However, I wonder whether the current approach to the history curriculum is producing the worst of both worlds.

I have just been editing a collection of essays that attempts to reclaim a bit of our shared but forgotten history with France, an explicit alternative to the normal British media cliches of Anglo-French beef wars, French lorry strikes and nice holidays. This work has been inspired by a historical event of 60 years ago this week, one that took place just days after the evacuation of Dunkirk, and hours after Churchill’s broadcast of “our finest hour”.

The event was the BBC broadcast by General de Gaulle, on June 18, 1940, courtesy of Churchill and the British War Cabinet. In this broadcast, de Gaulle called on the French to resist the idea of the fall of France and the armistice requested by Marshal Petain. “France is not alone! She can unite with the British Empire which commands the seas and which is carrying on with the struggle!”

French pupils learn that without Churchill, de Gaulle could not have taken the first step in the way he did, which was to lead to the 1944 restoration of democracy in France. But only exceptionally will pupils in England and Wales learn that the shared strategic interest of Churchill and de Gaulle was so great that they were even prepared to recommend a scheme for a single government, a single parliament and a single citizenship for England and France. As one of de Gaulle’s French biographers puts it, “Churchill’s predator’s eye had recognised the man of destiny’’.

I take the point of the Qualifications and Curriculum Authority that, in the history curriculum, significant events and personalities of the 20th century world may not be ruled in, but that does not mean they are ruled out. Teachers who want to teach about de Gaulle are free to do so.

But surely that is not good enough. Since the introduction of the national urriculum, British governments have made choices about the history curriculum which are heavily value-laden. First, they have decided that compulsory history stops at 14 - a policy choice shared only with Albania and Liechtenstein. Second, the events prescribed for the 20th century, and the significant personalities as suggested, ignore the events and personalities which have shaped the values Britain is signed up to in the post-war world.

__WRITTEN EXERCISE A__
Reproduce the part of the passage on the history curriculum that begins with the words "But surely that" and ends after the words "the post-war world.".

__INPUT MATERIAL__
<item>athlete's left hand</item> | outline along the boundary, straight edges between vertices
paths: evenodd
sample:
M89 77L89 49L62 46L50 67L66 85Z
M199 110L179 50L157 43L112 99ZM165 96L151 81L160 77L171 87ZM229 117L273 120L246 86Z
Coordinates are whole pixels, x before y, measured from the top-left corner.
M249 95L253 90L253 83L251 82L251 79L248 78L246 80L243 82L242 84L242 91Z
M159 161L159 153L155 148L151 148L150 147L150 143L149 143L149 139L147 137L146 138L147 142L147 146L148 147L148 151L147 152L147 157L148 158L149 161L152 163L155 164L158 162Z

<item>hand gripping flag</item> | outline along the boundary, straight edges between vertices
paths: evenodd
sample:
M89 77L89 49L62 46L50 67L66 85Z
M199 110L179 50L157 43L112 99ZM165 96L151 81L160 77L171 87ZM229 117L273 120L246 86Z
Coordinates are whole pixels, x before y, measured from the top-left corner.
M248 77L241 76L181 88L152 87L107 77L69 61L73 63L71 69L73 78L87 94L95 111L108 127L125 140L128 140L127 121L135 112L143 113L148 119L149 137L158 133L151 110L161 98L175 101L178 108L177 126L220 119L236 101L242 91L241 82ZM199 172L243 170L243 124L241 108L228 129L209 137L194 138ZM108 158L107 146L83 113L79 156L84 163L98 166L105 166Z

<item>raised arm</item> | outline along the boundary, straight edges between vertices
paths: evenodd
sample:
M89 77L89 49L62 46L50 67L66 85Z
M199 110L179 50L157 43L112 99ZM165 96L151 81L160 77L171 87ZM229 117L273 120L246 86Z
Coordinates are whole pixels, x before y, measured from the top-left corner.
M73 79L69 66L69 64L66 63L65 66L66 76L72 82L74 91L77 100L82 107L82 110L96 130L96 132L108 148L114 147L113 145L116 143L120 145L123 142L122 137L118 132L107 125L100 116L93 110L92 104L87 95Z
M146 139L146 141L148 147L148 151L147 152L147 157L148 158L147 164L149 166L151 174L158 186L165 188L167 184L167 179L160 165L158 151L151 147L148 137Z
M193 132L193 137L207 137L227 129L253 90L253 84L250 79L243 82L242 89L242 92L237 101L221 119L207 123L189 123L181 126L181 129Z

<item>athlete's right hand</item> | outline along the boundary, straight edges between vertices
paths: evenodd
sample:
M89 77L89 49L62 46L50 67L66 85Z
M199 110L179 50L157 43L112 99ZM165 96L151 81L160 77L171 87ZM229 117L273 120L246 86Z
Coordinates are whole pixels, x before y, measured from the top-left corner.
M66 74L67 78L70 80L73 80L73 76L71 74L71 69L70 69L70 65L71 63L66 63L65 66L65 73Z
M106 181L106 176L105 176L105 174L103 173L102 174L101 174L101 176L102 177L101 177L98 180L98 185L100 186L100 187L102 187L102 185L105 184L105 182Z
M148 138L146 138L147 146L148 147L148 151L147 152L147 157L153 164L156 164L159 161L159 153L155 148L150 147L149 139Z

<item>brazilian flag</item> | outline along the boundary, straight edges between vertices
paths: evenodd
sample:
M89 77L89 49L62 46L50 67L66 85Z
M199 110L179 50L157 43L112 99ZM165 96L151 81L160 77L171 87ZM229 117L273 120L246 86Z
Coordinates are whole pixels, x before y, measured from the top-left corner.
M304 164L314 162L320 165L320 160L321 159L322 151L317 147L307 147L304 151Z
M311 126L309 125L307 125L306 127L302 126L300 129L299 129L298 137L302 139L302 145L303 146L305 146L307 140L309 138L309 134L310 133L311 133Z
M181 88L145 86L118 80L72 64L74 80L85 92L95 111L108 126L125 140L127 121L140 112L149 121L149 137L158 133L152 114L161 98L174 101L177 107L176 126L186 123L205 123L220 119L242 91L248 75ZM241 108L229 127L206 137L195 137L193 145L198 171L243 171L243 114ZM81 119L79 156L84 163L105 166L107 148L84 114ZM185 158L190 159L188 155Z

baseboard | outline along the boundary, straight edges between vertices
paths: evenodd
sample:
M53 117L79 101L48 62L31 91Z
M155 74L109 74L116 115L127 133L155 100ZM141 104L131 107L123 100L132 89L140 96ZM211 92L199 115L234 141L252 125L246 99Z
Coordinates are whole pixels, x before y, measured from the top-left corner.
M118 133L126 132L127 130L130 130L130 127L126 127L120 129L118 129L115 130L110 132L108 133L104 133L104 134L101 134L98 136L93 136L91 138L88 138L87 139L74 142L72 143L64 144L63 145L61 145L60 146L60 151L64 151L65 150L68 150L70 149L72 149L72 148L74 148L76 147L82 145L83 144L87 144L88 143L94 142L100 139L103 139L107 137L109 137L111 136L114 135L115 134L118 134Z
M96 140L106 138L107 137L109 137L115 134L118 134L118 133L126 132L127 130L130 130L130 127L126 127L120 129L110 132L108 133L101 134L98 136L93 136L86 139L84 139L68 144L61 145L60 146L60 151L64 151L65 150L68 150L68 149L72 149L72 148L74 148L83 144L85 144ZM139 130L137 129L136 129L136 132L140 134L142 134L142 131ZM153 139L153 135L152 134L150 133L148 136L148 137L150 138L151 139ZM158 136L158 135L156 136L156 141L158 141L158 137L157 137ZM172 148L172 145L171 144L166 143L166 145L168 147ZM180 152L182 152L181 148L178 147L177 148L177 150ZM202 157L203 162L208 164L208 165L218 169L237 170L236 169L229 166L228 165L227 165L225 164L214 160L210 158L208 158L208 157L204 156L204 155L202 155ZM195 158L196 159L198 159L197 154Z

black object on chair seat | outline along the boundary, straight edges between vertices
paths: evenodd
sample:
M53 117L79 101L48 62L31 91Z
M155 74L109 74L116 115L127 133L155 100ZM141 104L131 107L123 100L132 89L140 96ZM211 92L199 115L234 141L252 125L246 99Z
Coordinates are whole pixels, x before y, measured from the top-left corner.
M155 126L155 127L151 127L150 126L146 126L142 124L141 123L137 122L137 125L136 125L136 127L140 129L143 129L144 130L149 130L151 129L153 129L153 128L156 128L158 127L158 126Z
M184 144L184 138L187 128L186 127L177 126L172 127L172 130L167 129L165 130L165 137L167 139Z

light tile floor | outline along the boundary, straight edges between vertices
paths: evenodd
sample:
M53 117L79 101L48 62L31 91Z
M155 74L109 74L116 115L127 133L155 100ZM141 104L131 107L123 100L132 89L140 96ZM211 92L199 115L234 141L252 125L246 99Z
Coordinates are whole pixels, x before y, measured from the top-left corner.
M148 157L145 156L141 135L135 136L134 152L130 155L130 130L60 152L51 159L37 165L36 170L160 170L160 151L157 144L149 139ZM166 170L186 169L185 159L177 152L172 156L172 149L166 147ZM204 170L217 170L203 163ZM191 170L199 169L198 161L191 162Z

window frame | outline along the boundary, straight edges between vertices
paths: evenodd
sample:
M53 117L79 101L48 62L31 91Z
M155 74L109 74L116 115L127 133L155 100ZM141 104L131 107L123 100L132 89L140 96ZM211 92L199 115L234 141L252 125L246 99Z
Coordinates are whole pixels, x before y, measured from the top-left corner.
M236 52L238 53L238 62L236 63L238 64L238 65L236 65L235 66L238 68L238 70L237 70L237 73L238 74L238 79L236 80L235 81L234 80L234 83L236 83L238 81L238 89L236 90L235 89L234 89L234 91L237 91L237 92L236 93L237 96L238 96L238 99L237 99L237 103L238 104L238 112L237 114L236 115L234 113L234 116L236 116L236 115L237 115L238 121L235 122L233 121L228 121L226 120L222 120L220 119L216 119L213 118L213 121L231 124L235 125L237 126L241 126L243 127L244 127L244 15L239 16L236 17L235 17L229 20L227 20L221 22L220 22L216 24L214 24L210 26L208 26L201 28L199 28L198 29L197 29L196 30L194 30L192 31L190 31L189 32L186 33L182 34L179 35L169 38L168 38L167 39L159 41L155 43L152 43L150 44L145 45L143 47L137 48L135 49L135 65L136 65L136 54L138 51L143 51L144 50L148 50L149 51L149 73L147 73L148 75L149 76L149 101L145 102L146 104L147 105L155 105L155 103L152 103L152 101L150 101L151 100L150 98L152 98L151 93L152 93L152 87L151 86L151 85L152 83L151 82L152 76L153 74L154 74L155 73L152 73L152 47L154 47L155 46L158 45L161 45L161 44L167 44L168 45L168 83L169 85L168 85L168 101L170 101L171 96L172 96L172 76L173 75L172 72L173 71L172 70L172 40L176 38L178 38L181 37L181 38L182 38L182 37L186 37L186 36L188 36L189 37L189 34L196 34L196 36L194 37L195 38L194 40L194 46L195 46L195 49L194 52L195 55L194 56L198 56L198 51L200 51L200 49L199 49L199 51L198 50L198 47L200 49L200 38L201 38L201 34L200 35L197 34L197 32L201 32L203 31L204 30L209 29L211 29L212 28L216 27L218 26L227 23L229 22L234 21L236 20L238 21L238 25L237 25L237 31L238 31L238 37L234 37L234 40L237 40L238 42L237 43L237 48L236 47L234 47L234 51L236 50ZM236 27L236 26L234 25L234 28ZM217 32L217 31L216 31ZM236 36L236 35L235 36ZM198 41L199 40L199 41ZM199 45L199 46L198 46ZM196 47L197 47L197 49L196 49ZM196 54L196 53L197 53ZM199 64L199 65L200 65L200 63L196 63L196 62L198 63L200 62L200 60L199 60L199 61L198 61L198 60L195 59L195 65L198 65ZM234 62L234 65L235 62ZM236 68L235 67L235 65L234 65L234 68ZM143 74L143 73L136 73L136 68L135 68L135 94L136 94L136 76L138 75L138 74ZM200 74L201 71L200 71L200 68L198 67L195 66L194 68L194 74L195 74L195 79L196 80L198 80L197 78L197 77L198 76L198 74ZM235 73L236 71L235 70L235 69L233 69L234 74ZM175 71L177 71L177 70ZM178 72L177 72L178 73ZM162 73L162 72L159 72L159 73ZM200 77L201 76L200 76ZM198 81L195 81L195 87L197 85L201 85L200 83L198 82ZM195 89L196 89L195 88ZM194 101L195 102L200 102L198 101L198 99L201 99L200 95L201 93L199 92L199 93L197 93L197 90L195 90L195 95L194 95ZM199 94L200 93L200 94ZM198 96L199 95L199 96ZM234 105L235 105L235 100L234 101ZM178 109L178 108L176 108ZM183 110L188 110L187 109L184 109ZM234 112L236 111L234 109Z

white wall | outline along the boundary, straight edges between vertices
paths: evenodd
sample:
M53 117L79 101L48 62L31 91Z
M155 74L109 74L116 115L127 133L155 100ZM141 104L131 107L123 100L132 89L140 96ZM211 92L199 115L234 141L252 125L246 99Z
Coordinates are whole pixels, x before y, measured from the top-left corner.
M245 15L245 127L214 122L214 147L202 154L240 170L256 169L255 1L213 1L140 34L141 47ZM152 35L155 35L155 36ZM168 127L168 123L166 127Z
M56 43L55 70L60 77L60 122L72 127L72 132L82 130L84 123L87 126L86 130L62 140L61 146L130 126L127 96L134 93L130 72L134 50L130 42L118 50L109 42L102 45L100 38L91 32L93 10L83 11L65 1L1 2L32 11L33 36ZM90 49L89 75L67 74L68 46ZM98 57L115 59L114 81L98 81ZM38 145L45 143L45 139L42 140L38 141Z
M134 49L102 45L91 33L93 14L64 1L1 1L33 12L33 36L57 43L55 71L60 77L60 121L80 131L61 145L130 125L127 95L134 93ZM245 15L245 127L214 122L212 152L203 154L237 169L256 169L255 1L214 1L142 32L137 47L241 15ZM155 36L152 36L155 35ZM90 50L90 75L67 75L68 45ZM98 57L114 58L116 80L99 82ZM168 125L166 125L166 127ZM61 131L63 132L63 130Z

__WRITTEN EXERCISE B__
Transcribe the lines of the listing from the line containing "<item>hand gripping flag</item>" through the line containing "M248 77L241 76L181".

__SOLUTION A__
But surely that is not good enough. Since the introduction of the national urriculum, British governments have made choices about the history curriculum which are heavily value-laden. First, they have decided that compulsory history stops at 14 - a policy choice shared only with Albania and Liechtenstein. Second, the events prescribed for the 20th century, and the significant personalities as suggested, ignore the events and personalities which have shaped the values Britain is signed up to in the post-war world.

__SOLUTION B__
<item>hand gripping flag</item> | outline along the boundary, straight edges between vertices
paths: evenodd
sample:
M89 77L89 49L62 46L50 67L66 85Z
M199 110L179 50L157 43L112 99ZM165 96L151 81L160 77L171 87ZM229 117L273 120L246 86Z
Coordinates are whole pixels, x before y, measured from the top-left corner.
M248 77L241 76L181 88L152 87L107 77L69 61L73 63L71 69L73 78L87 94L95 111L108 127L125 140L128 140L127 121L135 112L143 113L148 119L149 137L158 133L151 110L161 98L175 101L178 108L177 126L220 119L236 101L242 91L241 82ZM199 172L243 170L243 124L241 108L228 129L209 137L194 138ZM108 158L107 146L83 113L79 156L84 163L98 166L105 166Z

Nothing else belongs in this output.